- Text section
Gas Stations Vent Far More Toxic Fumes Than Previously Thought

Written by Dr. Joseph Mercola

Vapors coming from gas station vent pipes are 10 times more toxic than originally thought, according to a study done by environmental health scientists at Columbia University. One of the toxins in the vapors is benzene, a known carcinogen.

“In addition, even during a relatively short study period, we saw a number of instances in which people could be exposed to the chemical at locations beyond the setback distance of 300 feet,” said Markus Hilpert, associate professor of environmental health sciences at Columbia Mailman School, in a news release.

“Officials should reconsider their regulations based on these data with particular attention to the possibility of short spikes in emissions resulting from regular operations or improper procedures related to fuel deliveries and the use of pollution prevention technology,” Hilpert added.

Once again, the air you breathe is way more polluted than you think. As the world waits for the transition from gas and diesel to less noxious ways of fueling our vehicles, the only thing we can do is try to protect ourselves in the best way possible, as the quality of our air affects our overall health.

There is an upside, albeit not as “up” as you’d like, and that is that because of studies like Columbia’s — and the subsequent environmental regulations — it’s likely the air you see and breathe right now is cleaner than it was decades ago. That said, it appears that, as levels of “dirty” air pollution decrease, particulate pollution from ozone rises.

Another problem is that indoor air pollution is real, too. Two primary sources of indoor air pollution are the materials used to construct the building and everything in it, and chemical products you bring into your home, such as hairspray and room deodorizers. Many of these sources release volatile organic compounds (VOCs) with short-term and long-term health effects.

Formaldehyde, arsenic, flame-retardant chemicals and phthalates are all toxic threats to your indoor environment. This is why we all need to take steps to improve our air. One of the simplest and easiest ways to reduce the pollution count in your home is to open the windows.

Another inexpensive method of removing toxins from both your home and your workplace is to simply decorate with plants. See my previous article, “12 Healthy Houseplants That Improve Your Indoor Air Quality,” for a list of plants you may consider your home.

Good filtration systems are necessary, as well, and that means filtering both your water and your air, and vacuuming your floors regularly with a HEPA filter vacuum cleaner.

- Provided data
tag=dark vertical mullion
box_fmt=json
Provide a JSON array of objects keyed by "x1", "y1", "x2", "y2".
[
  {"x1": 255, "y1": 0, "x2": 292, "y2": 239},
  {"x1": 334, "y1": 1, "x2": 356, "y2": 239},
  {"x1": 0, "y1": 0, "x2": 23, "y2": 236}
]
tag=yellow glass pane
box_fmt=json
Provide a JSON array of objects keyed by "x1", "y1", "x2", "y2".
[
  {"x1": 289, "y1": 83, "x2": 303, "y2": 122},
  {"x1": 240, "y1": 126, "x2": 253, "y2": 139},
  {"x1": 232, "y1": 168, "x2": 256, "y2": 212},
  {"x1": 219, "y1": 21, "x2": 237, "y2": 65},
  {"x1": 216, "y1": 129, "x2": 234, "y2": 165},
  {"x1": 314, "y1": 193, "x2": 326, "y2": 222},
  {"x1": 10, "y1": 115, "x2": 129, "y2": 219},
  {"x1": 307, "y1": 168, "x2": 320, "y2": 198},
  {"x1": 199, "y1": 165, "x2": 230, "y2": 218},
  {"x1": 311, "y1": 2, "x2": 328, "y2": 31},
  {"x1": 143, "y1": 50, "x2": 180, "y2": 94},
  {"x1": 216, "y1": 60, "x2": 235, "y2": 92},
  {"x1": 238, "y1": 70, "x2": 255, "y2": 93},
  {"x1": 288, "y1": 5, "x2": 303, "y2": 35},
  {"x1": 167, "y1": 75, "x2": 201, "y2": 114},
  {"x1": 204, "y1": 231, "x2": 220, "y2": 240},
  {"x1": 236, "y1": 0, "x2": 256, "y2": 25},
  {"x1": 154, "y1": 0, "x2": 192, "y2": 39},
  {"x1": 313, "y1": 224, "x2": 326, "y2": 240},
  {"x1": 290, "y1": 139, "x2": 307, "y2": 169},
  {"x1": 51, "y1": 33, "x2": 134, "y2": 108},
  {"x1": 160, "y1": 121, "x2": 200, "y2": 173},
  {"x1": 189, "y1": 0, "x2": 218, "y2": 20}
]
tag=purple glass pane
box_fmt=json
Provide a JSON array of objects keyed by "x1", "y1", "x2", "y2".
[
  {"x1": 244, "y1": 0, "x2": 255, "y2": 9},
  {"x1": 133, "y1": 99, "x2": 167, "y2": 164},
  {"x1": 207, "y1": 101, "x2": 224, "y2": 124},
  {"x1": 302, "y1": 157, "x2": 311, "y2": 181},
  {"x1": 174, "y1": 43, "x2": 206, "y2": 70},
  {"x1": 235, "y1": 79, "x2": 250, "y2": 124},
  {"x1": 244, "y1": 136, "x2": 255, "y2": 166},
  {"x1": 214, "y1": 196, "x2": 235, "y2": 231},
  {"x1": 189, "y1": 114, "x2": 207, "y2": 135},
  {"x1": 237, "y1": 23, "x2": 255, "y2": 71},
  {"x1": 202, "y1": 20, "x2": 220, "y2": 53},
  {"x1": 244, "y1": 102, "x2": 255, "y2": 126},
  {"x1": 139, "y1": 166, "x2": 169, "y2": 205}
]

- Work request
Decide whether each statement agrees with the gas station fumes article, answering yes or no and quoting the article's deciding words exactly. 1. Vapors from gas station vent pipes were found to be 10 times more toxic than originally thought. 2. The setback distance mentioned is 500 feet. 3. Hairspray and room deodorizers are given as chemical products brought into the home. The data has no connection to the text.

- Task response
1. Yes: "Vapors coming from gas station vent pipes are 10 times more toxic than originally thought"
2. No: "locations beyond the setback distance of 300 feet"
3. Yes: "chemical products you bring into your home, such as hairspray and room deodorizers"